__Given instruction__.
In the listing below, rewrite everything from the line containing "task: segment the beige stucco house" down to the line containing "target: beige stucco house" as a numbered list, including both of those lines and leaving out any blank lines.

:: Material to process

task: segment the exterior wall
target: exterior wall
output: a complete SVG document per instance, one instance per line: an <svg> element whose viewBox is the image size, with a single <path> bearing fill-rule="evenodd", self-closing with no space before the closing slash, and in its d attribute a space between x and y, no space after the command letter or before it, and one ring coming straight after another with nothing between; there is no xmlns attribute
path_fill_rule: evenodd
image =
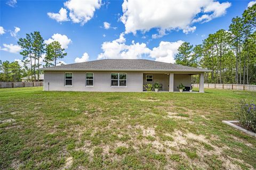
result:
<svg viewBox="0 0 256 170"><path fill-rule="evenodd" d="M153 82L146 82L146 75L153 75ZM166 73L143 73L143 85L147 84L153 84L158 82L163 84L163 91L169 91L169 75ZM145 88L143 87L143 90Z"/></svg>
<svg viewBox="0 0 256 170"><path fill-rule="evenodd" d="M174 73L173 90L179 91L177 86L182 83L184 86L191 87L191 75L189 74Z"/></svg>
<svg viewBox="0 0 256 170"><path fill-rule="evenodd" d="M65 73L73 73L71 87L65 86ZM84 71L44 71L44 90L45 91L142 91L143 73L126 72L127 87L111 87L111 73L120 72L87 72L93 73L93 87L85 86ZM49 86L48 86L49 82Z"/></svg>

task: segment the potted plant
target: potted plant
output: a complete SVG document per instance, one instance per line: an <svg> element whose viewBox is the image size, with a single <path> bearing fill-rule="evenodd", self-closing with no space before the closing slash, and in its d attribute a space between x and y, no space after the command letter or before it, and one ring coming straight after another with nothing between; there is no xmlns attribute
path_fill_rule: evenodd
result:
<svg viewBox="0 0 256 170"><path fill-rule="evenodd" d="M155 88L155 91L158 92L159 89L162 88L162 84L160 84L159 83L156 82L154 84L154 88Z"/></svg>
<svg viewBox="0 0 256 170"><path fill-rule="evenodd" d="M180 83L178 86L177 86L177 88L180 90L180 92L182 92L183 90L185 89L185 87L182 84L182 83Z"/></svg>
<svg viewBox="0 0 256 170"><path fill-rule="evenodd" d="M143 86L147 91L151 91L153 89L153 85L152 84L147 84Z"/></svg>
<svg viewBox="0 0 256 170"><path fill-rule="evenodd" d="M193 86L191 86L191 89L190 89L190 90L189 90L189 92L192 92L192 89L193 89Z"/></svg>

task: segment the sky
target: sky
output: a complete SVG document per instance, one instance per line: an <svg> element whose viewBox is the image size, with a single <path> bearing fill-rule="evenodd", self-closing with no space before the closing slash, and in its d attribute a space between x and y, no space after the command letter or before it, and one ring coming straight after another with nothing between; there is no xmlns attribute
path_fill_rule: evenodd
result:
<svg viewBox="0 0 256 170"><path fill-rule="evenodd" d="M241 16L255 3L255 0L1 0L0 60L22 64L17 41L37 31L46 44L57 40L65 49L67 55L60 63L107 58L173 63L182 43L202 44L210 33L228 30L232 18Z"/></svg>

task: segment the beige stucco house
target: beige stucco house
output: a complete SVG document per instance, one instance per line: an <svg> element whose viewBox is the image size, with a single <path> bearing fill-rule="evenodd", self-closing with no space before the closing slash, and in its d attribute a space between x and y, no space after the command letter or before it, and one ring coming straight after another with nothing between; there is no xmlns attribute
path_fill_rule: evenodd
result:
<svg viewBox="0 0 256 170"><path fill-rule="evenodd" d="M182 83L191 86L191 76L200 75L199 92L204 92L204 73L210 71L147 60L108 59L46 67L44 90L142 92L143 85L158 82L162 91L178 91Z"/></svg>

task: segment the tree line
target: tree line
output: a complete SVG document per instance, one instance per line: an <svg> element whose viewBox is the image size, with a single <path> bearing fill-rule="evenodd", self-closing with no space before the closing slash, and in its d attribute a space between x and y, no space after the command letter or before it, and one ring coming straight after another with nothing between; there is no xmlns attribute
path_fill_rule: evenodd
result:
<svg viewBox="0 0 256 170"><path fill-rule="evenodd" d="M41 66L56 66L57 61L67 55L58 41L54 41L48 45L44 41L38 31L27 33L26 38L20 38L18 44L22 48L20 54L23 56L24 66L21 67L17 61L10 63L0 60L0 81L20 81L24 76L31 78L32 81L38 81ZM40 61L43 58L45 64L42 65Z"/></svg>
<svg viewBox="0 0 256 170"><path fill-rule="evenodd" d="M232 19L228 30L210 34L195 47L183 42L175 63L212 70L205 82L256 84L256 4ZM198 79L195 78L198 82Z"/></svg>

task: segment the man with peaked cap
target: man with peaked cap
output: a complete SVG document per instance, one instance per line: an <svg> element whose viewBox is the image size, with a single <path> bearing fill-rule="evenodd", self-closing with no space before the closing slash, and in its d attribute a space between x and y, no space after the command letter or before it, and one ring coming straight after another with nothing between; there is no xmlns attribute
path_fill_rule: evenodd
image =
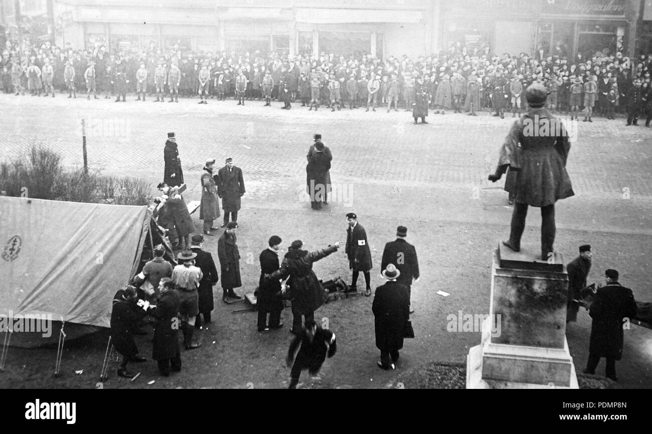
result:
<svg viewBox="0 0 652 434"><path fill-rule="evenodd" d="M129 83L129 80L126 76L126 65L119 57L115 59L111 83L115 86L116 98L114 102L119 102L121 96L123 98L122 102L125 102L126 101L126 85Z"/></svg>
<svg viewBox="0 0 652 434"><path fill-rule="evenodd" d="M378 91L380 90L380 76L372 76L367 83L367 107L366 111L369 111L369 104L371 104L374 111L376 111L376 105L378 102Z"/></svg>
<svg viewBox="0 0 652 434"><path fill-rule="evenodd" d="M240 297L235 294L233 288L243 285L240 278L240 252L235 235L237 227L237 223L229 222L226 230L217 241L217 257L220 259L222 274L222 300L225 303L229 302L229 298L239 299Z"/></svg>
<svg viewBox="0 0 652 434"><path fill-rule="evenodd" d="M570 80L573 80L573 83L570 85L569 91L570 120L572 121L573 118L576 120L578 119L577 112L580 109L580 106L582 106L582 93L584 92L584 86L582 84L581 77L570 76Z"/></svg>
<svg viewBox="0 0 652 434"><path fill-rule="evenodd" d="M201 319L200 315L203 315L203 322L208 324L211 322L211 312L215 307L213 301L213 287L217 284L220 280L215 268L215 262L213 255L201 248L204 238L201 234L195 234L192 239L192 246L190 249L192 253L197 255L195 258L195 265L201 270L203 275L200 280L200 285L197 288L198 311L195 328L201 327Z"/></svg>
<svg viewBox="0 0 652 434"><path fill-rule="evenodd" d="M310 161L310 158L312 156L312 155L315 153L315 151L316 151L316 145L317 144L317 142L321 142L321 134L313 134L312 135L312 138L313 138L313 139L314 139L315 143L310 145L310 147L308 149L308 154L306 155L306 159L308 162ZM321 142L321 143L323 143L323 142ZM323 152L323 153L326 156L327 156L329 157L329 161L332 161L333 160L333 152L331 152L331 149L329 147L328 147L327 146L326 146L325 145L324 145ZM325 182L326 182L326 192L325 192L325 195L324 195L323 201L322 202L322 203L323 203L324 205L328 205L328 195L329 195L329 193L331 192L331 170L330 169L329 169L328 171L326 171L326 180L325 180ZM308 179L307 184L310 185L310 179ZM310 194L310 192L308 192L308 194Z"/></svg>
<svg viewBox="0 0 652 434"><path fill-rule="evenodd" d="M52 97L53 98L54 86L52 83L54 80L54 68L50 63L50 59L48 57L46 57L45 65L41 68L41 78L43 80L43 88L45 90L45 94L43 96L47 96L48 93L52 92Z"/></svg>
<svg viewBox="0 0 652 434"><path fill-rule="evenodd" d="M164 257L165 246L163 244L156 245L153 253L154 259L146 263L140 273L134 278L135 283L142 283L141 289L151 294L150 301L153 301L158 295L158 283L161 279L172 276L172 265Z"/></svg>
<svg viewBox="0 0 652 434"><path fill-rule="evenodd" d="M593 319L591 325L591 341L589 344L589 360L584 373L595 374L600 359L606 358L606 377L614 381L615 362L623 358L623 323L636 315L636 302L632 290L618 282L619 274L615 270L604 272L606 285L599 287L591 304L589 315Z"/></svg>
<svg viewBox="0 0 652 434"><path fill-rule="evenodd" d="M224 212L222 227L224 227L229 222L230 217L231 222L238 221L241 197L245 193L243 171L229 157L226 158L226 165L213 178L217 186L217 195L222 199L222 210Z"/></svg>
<svg viewBox="0 0 652 434"><path fill-rule="evenodd" d="M140 96L143 96L143 101L147 94L147 68L145 67L145 62L140 63L140 67L136 72L136 94L138 96L136 101L140 101Z"/></svg>
<svg viewBox="0 0 652 434"><path fill-rule="evenodd" d="M201 69L200 70L199 74L198 75L198 80L199 80L199 91L198 91L200 95L200 102L197 104L207 104L208 101L208 92L209 86L211 81L211 71L208 70L208 65L206 62L201 64ZM240 104L239 102L238 103Z"/></svg>
<svg viewBox="0 0 652 434"><path fill-rule="evenodd" d="M195 266L197 253L187 247L177 257L179 265L172 270L172 280L179 291L181 302L179 313L181 315L181 330L183 332L183 344L186 350L199 348L201 343L192 341L194 334L195 320L199 313L199 295L197 289L203 278L201 270Z"/></svg>
<svg viewBox="0 0 652 434"><path fill-rule="evenodd" d="M338 241L332 246L315 252L303 250L303 242L295 240L288 248L281 263L281 267L271 274L265 274L265 278L271 281L278 279L288 279L290 287L290 296L292 298L292 328L290 333L298 334L301 332L301 318L308 324L314 321L314 312L324 304L324 288L312 270L314 263L334 253L340 247Z"/></svg>
<svg viewBox="0 0 652 434"><path fill-rule="evenodd" d="M349 268L353 270L351 286L349 291L357 291L357 283L360 272L364 274L366 283L364 295L371 296L371 249L367 240L366 231L358 223L358 216L353 212L346 214L348 227L346 229L346 248L345 252L349 258Z"/></svg>
<svg viewBox="0 0 652 434"><path fill-rule="evenodd" d="M302 371L308 369L311 375L319 373L327 356L333 357L337 351L335 334L318 327L314 319L306 319L305 326L297 330L295 334L286 358L286 365L291 368L288 389L297 388Z"/></svg>
<svg viewBox="0 0 652 434"><path fill-rule="evenodd" d="M321 209L321 203L325 201L326 192L329 188L327 175L331 169L333 156L324 152L325 147L320 141L315 141L314 151L308 152L308 164L306 166L308 194L310 197L312 209ZM310 148L310 151L313 148Z"/></svg>
<svg viewBox="0 0 652 434"><path fill-rule="evenodd" d="M126 370L129 362L141 362L147 359L138 356L138 347L134 340L138 324L147 314L149 303L138 299L136 289L127 286L116 293L111 311L111 338L115 351L123 356L118 368L120 377L131 378L134 374Z"/></svg>
<svg viewBox="0 0 652 434"><path fill-rule="evenodd" d="M171 187L179 186L183 184L181 159L179 158L177 136L173 132L168 133L168 140L165 142L165 148L163 150L163 160L165 161L163 182Z"/></svg>
<svg viewBox="0 0 652 434"><path fill-rule="evenodd" d="M417 258L417 250L414 246L406 240L408 237L408 228L399 226L396 228L396 239L390 241L385 245L383 250L383 259L380 267L385 270L390 264L394 264L400 272L400 276L396 277L397 282L408 289L408 300L409 304L411 287L412 282L419 281L419 259ZM414 310L410 308L410 313Z"/></svg>
<svg viewBox="0 0 652 434"><path fill-rule="evenodd" d="M586 288L586 278L591 270L593 258L591 246L580 246L580 255L569 263L566 270L569 276L569 296L566 311L566 323L577 321L577 313L580 311L578 302L582 296L582 290Z"/></svg>
<svg viewBox="0 0 652 434"><path fill-rule="evenodd" d="M516 203L509 240L503 244L514 252L520 252L527 208L540 207L541 259L547 261L554 252L556 232L555 203L575 194L566 171L570 145L561 120L544 107L548 98L546 87L535 83L526 93L529 110L514 121L501 148L496 173L489 175L489 180L494 182L498 181L508 167L520 170L515 185L509 190L510 192L514 192ZM543 130L549 132L548 136L542 137L535 133L541 131L542 126Z"/></svg>
<svg viewBox="0 0 652 434"><path fill-rule="evenodd" d="M397 281L402 273L394 264L388 264L381 274L387 282L376 289L371 309L376 346L380 350L378 364L386 371L394 370L398 361L398 350L403 348L404 328L409 319L409 295L408 288Z"/></svg>
<svg viewBox="0 0 652 434"><path fill-rule="evenodd" d="M168 87L170 88L170 101L179 102L179 87L181 84L181 70L176 62L172 62L168 72Z"/></svg>
<svg viewBox="0 0 652 434"><path fill-rule="evenodd" d="M215 158L206 160L201 173L201 202L200 205L200 220L203 221L203 233L211 237L211 231L218 229L213 227L213 222L220 216L220 202L213 173L215 164Z"/></svg>
<svg viewBox="0 0 652 434"><path fill-rule="evenodd" d="M281 238L272 235L267 244L269 247L260 253L260 279L258 280L258 295L256 308L258 309L258 331L277 329L283 326L280 322L281 311L284 305L281 296L281 285L278 280L265 279L265 274L271 274L278 269L278 250ZM267 323L267 313L269 323Z"/></svg>
<svg viewBox="0 0 652 434"><path fill-rule="evenodd" d="M265 76L263 77L261 83L263 96L265 98L265 106L263 107L271 107L272 105L272 91L274 90L274 78L272 78L272 72L268 69L265 71Z"/></svg>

::::

__Answer for the task__.
1. task: segment the beige stucco house
2. target: beige stucco house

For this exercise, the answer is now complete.